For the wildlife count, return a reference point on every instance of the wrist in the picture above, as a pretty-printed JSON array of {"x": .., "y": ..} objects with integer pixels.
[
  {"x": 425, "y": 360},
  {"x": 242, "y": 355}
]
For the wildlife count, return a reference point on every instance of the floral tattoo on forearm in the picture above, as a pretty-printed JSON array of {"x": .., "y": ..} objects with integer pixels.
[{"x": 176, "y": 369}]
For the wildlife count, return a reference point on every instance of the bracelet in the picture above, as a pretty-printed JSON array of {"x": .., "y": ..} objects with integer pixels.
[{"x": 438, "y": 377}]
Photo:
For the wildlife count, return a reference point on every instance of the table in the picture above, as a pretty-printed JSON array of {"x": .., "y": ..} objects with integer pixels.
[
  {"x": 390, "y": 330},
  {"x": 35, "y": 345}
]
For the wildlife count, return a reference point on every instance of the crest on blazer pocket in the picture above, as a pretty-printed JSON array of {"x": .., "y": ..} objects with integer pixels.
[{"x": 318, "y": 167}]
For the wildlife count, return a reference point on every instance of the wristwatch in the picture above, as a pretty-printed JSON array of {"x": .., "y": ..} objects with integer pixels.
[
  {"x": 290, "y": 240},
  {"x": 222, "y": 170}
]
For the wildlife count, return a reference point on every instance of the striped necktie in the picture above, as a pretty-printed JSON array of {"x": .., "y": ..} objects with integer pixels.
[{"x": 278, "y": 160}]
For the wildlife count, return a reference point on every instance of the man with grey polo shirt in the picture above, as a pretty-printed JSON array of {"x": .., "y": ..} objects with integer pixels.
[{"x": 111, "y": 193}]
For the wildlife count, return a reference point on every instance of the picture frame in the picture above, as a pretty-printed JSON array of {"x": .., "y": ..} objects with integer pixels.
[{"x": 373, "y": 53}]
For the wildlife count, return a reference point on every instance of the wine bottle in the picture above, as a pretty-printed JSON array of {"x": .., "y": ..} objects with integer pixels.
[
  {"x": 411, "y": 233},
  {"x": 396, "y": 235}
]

WHAT YOU NEED TO DO. Every line above is to be transcribed exactly, with nothing dropped.

EXPECTED OUTPUT.
For the wildlife count, return a reference point on every instance of the wrist in the picture above, as a pretty-printed JSON array of {"x": .., "y": ..} objects with integer pixels.
[
  {"x": 425, "y": 360},
  {"x": 242, "y": 355}
]
For the wildlife count, return a reference point on every instance of the floral tattoo on forearm in the picture above, as a pretty-printed JSON array of {"x": .., "y": ..} objects with integer pixels.
[{"x": 176, "y": 369}]
For the wildlife count, return a reference point on every instance of the bracelet in the picture above, as a pretty-printed JSON array of {"x": .., "y": ..} objects with integer pixels.
[{"x": 438, "y": 377}]
Photo:
For the wildlife count, return a reference point on every instance of the table in the picture above, as a pretty-printed JSON array of {"x": .., "y": ..} objects with integer pixels.
[
  {"x": 390, "y": 330},
  {"x": 35, "y": 345}
]
For the wildlife count, return a reference point on every instance of the crest on blazer pocket in the picture above, as a pretty-printed JSON array of {"x": .., "y": ..} objects with integer pixels.
[{"x": 318, "y": 167}]
For the wildlife count, return a reference point on every instance of the wristwatch in the picture above, as a pretty-printed JSON array of {"x": .., "y": ..} objects with integer pixels.
[
  {"x": 290, "y": 240},
  {"x": 222, "y": 170}
]
For the wildlife count, return a reference point on every instance of the striped necktie in the picture above, as a pretty-printed JSON array of {"x": .., "y": ..} objects with integer pixels.
[{"x": 278, "y": 160}]
For the wildlife count, return a reference point on every instance of the man with grey polo shirt in the picture above, as a pretty-printed JSON array of {"x": .., "y": ..} objects with integer pixels.
[{"x": 111, "y": 193}]
For the wildlife count, return a reference point on every instance of the picture frame in the picture above, as a pretty-printed JSON array of {"x": .., "y": ..} objects with integer pixels.
[{"x": 373, "y": 53}]
For the wildlife count, return a reference point on every instance of the wine bottle in the picture above, as a pretty-printed JSON array of {"x": .., "y": ..} objects with integer pixels.
[
  {"x": 411, "y": 233},
  {"x": 396, "y": 235}
]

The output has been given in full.